» Extract to read
At December 31, 2019, we had $13.8 million in undeveloped leasehold costs related to the Etame Marin block. These costs are associated with the exploitation area expansion related to the PSC Extension.
Under the Etame PSC terms, the Consortium has agreed to a cash funding arrangement for the eventual abandonment of all offshore wells, platforms and facilities on the Etame Marin block. We are required under the Etame PSC to conduct abandonment studies to update the amounts being funded for the eventual abandonment of the offshore wells, platforms and facilities on the Etame Marin block. The most recent abandonment study was completed in November 2018 and resulted in estimated gross abandonment costs of approximately $61.8 million ($19.2 million, net to VAALCO) on an undiscounted basis. Through December 31, 2019, $36.7 million ($11.4 million, net to VAALCO) on an undiscounted basis has been funded. The annual abandonment cost requirements net to VAALCO are expected to be $1.5 million in 2020 and $0.8 million for 2021 through 2028. Amounts paid are reimbursable through a “Cost Account” under the Etame PSC, which accumulates capital costs and operating expenses that are deductible against revenues, net of royalties, in determining taxable profits. These amounts are non-refundable. Our estimated liabilities for the abandonment of these Gabon offshore facilities as of December 31, 2019 and 2018 were $15.8 million and $14.8 million, respectively, which are included in the total “Asset retirement obligation” line item on our consolidated balance sheets as of December 31, 2019 and 2018. Initial recording of this liability is offset by a corresponding capitalization of asset retirement costs reflected under “Crude oil and natural gas properties and equipment – successful efforts method” in the line item “Wells, platforms and other production facilities” on our consolidated balance sheets as of December 31, 2019 and 2018.

» Set of tasks
1. Translate this sentence from the excerpt on the Etame Marin block into Spanish: "These costs are associated with the exploitation area expansion related to the PSC Extension."
2. Show each line of the records below that includes the word "sign".

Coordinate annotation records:
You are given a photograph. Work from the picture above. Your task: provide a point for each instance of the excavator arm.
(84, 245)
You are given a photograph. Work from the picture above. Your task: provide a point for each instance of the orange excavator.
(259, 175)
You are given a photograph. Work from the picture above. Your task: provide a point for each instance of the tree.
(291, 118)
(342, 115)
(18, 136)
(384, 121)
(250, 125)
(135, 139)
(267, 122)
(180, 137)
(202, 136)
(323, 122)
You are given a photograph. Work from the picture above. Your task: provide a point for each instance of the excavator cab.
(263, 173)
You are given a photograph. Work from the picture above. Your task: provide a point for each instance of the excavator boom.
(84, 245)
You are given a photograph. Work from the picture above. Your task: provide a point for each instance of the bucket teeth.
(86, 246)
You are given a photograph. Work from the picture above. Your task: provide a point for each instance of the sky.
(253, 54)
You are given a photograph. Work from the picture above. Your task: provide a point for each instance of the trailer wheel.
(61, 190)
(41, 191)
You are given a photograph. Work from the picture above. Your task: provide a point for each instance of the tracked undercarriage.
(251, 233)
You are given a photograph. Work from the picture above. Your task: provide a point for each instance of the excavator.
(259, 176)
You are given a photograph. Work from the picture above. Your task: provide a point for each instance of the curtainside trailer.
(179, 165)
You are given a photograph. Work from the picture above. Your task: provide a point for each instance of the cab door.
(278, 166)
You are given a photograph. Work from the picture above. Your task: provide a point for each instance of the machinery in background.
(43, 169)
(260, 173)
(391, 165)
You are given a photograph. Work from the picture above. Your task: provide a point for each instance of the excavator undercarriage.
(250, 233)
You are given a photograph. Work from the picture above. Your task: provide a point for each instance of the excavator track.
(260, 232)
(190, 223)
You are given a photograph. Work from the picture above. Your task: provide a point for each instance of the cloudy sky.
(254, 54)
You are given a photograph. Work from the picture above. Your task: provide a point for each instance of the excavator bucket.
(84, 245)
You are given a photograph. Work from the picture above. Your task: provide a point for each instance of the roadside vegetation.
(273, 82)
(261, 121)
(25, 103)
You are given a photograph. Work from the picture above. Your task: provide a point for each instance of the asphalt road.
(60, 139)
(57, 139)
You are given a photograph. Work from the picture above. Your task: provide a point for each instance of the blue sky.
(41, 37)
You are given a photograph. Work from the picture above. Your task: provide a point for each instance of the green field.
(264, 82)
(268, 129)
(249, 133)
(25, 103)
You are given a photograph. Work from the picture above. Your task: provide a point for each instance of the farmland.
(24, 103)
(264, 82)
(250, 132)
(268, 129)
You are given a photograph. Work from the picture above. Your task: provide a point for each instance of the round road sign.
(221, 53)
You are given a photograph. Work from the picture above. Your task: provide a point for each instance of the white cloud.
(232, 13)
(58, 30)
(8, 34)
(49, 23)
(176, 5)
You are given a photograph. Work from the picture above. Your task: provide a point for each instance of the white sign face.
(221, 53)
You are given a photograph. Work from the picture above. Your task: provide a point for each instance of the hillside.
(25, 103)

» Results in order
1. Estos costos están asociados con la ampliación del área de explotación relacionada con la Extensión del PSC.

2.
You are given a photograph. Work from the picture above. Your task: provide a point for each instance of the round road sign.
You are given a photograph. Work from the picture above. Your task: provide a point for each instance of the white sign face.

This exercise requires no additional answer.